◆ DIRECTION
Reproduce verbatim only the lines from the one containing "Target — nose" through the last line below, both included.
** begin WORKING DATA **
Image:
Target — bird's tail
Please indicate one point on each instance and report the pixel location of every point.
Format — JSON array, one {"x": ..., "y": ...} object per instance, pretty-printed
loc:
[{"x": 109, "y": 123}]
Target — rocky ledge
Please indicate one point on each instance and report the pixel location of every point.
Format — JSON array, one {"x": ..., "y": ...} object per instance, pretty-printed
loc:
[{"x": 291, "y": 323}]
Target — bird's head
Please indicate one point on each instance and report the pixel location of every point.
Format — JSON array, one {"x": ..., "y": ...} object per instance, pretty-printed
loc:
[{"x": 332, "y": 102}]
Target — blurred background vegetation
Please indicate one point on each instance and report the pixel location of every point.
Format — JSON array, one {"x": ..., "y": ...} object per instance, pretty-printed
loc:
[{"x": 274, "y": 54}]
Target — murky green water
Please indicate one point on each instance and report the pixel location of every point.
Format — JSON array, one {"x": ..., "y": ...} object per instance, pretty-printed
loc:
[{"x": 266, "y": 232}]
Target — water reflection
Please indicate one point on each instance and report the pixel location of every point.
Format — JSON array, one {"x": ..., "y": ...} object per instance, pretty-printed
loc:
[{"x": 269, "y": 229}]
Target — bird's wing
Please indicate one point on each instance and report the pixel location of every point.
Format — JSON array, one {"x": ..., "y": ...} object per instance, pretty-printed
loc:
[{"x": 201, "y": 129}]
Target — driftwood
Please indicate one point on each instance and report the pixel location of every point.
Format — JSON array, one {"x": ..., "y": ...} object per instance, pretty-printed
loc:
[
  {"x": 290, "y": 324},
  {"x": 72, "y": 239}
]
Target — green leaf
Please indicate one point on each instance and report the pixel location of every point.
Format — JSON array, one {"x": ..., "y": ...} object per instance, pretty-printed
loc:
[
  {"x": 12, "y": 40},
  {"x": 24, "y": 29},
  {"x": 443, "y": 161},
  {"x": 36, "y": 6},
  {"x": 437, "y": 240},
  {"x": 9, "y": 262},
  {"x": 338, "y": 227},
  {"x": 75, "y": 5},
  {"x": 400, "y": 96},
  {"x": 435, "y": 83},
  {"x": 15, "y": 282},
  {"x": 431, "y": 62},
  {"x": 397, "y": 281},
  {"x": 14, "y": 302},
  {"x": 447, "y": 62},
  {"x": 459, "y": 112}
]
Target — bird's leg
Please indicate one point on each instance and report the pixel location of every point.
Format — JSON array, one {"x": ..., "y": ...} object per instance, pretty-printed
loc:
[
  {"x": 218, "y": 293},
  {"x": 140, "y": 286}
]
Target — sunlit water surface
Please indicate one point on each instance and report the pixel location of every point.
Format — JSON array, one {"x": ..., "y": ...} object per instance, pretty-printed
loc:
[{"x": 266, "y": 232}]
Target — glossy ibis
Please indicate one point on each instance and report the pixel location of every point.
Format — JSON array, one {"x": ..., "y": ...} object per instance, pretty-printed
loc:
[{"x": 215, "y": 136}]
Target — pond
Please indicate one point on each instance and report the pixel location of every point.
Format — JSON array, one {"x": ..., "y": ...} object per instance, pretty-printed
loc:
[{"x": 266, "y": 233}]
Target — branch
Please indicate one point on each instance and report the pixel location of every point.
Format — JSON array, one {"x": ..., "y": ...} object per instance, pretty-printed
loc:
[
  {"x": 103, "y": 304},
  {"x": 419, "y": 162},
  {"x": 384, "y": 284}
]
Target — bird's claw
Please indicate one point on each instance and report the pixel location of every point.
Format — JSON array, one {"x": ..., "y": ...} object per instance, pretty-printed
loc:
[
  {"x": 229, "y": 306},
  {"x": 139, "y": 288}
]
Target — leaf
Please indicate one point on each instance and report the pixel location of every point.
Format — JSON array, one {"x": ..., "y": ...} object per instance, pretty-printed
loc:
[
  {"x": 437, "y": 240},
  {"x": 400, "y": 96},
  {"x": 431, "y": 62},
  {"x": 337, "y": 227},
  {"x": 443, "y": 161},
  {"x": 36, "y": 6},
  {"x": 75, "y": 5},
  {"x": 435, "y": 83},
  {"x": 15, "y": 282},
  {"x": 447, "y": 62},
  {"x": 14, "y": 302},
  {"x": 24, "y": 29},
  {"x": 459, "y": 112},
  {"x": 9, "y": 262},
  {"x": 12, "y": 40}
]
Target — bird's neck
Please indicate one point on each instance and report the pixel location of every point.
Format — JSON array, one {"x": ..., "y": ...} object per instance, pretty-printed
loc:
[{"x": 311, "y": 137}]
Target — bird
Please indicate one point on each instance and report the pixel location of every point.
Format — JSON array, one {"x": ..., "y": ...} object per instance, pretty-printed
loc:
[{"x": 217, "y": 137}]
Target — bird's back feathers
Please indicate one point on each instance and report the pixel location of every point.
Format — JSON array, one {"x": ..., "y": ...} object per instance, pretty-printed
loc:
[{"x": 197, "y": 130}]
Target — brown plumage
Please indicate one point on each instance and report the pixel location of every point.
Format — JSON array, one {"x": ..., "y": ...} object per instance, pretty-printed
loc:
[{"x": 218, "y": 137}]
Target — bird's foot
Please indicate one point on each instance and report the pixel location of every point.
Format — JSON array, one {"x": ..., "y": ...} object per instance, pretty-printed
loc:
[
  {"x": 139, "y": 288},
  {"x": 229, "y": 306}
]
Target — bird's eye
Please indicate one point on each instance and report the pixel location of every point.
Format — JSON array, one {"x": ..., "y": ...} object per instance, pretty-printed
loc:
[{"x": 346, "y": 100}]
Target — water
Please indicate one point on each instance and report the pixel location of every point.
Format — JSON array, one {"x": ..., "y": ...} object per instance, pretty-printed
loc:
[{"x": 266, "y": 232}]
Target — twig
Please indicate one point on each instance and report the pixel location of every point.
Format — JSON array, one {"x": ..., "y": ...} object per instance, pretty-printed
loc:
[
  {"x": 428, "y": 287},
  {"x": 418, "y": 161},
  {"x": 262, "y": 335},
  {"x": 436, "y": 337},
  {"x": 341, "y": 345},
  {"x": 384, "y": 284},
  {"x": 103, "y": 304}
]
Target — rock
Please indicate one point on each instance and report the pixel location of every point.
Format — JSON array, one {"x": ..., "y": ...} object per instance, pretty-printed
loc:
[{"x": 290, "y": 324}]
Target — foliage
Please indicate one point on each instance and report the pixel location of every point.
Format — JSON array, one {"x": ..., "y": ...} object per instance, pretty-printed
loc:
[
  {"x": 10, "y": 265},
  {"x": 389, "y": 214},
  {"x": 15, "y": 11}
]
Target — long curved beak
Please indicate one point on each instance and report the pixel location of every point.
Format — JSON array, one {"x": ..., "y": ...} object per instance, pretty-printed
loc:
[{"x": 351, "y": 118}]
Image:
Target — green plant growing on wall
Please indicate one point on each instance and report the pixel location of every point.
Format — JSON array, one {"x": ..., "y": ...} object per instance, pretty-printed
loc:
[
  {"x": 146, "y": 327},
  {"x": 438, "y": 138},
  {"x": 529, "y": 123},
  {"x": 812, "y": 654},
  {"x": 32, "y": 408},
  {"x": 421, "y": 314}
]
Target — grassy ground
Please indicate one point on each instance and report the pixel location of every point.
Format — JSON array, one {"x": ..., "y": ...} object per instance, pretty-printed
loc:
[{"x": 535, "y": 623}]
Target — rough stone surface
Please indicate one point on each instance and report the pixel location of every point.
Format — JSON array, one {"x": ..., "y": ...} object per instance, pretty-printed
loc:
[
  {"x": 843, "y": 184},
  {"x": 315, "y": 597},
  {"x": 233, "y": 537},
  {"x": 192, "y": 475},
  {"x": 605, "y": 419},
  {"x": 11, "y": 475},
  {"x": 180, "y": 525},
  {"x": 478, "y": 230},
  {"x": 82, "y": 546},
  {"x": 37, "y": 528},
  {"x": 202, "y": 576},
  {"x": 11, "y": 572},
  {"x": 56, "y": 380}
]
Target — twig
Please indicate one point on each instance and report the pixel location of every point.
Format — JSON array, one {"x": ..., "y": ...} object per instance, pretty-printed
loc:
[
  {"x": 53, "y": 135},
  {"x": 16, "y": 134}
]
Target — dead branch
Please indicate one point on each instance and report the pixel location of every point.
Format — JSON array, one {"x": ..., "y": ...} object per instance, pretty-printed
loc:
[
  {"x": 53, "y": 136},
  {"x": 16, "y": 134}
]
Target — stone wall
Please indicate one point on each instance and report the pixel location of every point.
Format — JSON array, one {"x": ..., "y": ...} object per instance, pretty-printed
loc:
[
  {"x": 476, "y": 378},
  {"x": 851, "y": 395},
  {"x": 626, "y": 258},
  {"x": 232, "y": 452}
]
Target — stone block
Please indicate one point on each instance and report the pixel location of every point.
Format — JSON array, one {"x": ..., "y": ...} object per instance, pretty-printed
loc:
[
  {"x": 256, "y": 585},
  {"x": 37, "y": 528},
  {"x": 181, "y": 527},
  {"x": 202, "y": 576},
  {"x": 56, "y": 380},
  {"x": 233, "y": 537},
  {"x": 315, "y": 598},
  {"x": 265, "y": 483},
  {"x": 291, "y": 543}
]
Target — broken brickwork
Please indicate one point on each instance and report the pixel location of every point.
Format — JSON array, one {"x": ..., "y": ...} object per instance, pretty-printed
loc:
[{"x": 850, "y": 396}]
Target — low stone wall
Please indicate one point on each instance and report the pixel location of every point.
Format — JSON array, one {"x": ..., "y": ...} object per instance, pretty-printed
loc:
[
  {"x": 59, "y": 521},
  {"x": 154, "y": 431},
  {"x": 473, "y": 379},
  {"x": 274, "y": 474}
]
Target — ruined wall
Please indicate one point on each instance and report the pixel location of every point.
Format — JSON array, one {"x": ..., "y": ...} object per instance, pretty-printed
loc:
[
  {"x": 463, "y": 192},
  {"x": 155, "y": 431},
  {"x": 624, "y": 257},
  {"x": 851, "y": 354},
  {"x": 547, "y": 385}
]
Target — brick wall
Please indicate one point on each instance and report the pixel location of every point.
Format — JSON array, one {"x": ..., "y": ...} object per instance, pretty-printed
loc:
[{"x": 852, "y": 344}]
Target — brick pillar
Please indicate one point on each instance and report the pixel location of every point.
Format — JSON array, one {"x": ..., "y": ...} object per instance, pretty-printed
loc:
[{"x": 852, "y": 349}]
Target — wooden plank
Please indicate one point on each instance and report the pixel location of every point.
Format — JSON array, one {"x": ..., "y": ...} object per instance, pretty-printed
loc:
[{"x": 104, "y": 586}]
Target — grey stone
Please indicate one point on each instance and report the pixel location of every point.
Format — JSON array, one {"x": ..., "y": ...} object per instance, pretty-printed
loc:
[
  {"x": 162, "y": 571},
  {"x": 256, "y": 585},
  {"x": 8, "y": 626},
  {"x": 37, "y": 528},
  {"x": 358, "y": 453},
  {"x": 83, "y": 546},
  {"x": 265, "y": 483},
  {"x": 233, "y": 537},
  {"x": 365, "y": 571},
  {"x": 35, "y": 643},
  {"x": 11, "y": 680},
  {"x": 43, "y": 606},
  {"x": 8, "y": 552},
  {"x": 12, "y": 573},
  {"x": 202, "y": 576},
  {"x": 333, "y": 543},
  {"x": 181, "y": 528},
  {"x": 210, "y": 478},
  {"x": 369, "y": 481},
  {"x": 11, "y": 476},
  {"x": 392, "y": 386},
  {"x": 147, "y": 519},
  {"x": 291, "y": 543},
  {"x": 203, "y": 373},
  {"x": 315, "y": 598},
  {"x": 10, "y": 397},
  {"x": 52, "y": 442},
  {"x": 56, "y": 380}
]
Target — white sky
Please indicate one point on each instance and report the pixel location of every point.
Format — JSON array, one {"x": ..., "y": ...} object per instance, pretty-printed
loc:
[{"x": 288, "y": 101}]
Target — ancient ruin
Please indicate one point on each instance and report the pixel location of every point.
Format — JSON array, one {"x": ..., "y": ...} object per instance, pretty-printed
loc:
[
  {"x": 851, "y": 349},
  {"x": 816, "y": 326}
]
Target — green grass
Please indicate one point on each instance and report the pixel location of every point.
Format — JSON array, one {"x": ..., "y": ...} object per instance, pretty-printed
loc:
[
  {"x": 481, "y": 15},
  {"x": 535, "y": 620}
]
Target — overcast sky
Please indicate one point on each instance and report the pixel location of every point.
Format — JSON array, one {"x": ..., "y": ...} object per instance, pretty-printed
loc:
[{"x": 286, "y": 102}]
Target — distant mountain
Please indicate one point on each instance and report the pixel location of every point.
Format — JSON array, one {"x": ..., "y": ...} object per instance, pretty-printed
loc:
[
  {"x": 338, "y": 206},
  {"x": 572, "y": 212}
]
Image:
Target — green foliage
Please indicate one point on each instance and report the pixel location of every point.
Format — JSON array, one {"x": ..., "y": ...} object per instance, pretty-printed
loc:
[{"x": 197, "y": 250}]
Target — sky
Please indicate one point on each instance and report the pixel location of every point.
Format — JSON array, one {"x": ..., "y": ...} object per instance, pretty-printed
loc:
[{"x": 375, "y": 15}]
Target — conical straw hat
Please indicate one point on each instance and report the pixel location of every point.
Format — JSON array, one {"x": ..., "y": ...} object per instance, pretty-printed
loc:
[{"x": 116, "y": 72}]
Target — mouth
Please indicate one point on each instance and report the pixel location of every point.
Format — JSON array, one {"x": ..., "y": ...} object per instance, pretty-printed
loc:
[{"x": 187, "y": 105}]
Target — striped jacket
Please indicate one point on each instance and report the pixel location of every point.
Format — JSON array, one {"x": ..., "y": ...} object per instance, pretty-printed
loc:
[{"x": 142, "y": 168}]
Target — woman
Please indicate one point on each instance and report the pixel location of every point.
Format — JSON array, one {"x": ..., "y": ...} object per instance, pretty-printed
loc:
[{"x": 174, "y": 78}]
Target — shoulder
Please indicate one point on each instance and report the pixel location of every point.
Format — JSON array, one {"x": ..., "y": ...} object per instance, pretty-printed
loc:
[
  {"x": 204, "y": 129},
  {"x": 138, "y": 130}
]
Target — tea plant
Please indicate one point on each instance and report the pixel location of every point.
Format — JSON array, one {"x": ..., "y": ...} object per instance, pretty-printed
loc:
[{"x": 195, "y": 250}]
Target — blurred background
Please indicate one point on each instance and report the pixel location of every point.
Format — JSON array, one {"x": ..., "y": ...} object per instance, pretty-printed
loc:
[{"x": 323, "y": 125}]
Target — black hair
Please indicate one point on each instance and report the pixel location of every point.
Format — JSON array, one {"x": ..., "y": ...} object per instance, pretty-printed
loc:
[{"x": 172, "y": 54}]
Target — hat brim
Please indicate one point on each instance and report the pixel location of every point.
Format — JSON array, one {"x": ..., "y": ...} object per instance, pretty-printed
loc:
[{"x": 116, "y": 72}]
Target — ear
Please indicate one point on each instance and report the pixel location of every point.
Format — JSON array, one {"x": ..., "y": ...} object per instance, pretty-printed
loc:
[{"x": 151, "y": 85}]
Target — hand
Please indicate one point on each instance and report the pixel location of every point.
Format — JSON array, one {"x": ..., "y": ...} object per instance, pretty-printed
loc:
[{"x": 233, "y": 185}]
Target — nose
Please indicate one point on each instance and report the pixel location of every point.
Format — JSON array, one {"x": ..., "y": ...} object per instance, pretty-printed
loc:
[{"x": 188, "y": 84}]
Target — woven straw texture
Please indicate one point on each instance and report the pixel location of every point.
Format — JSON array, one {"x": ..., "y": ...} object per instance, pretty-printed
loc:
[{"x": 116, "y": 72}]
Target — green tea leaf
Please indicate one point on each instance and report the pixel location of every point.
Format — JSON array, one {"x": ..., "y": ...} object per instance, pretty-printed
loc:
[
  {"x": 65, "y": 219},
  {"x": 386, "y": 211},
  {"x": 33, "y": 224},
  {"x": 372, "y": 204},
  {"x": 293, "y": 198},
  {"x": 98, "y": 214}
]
** end WORKING DATA **
◆ WRITTEN SOLUTION
Target — nose
Please indicate one point on each instance and report the pixel location of every point.
Format — JSON array, one {"x": ..., "y": ...} object per instance, pretty-printed
loc:
[{"x": 188, "y": 84}]
Target — woven straw texture
Please indicate one point on each instance and report the pixel location of every point.
Format — JSON array, one {"x": ..., "y": ...} object per instance, pretty-printed
loc:
[{"x": 116, "y": 72}]
Target — green tea leaf
Please indicate one point on each instance and report the pixel location of every point.
Format — JSON array, one {"x": ..., "y": ...} object per instance, pretty-printed
loc:
[
  {"x": 65, "y": 219},
  {"x": 386, "y": 211},
  {"x": 33, "y": 224},
  {"x": 372, "y": 204},
  {"x": 293, "y": 198},
  {"x": 98, "y": 214}
]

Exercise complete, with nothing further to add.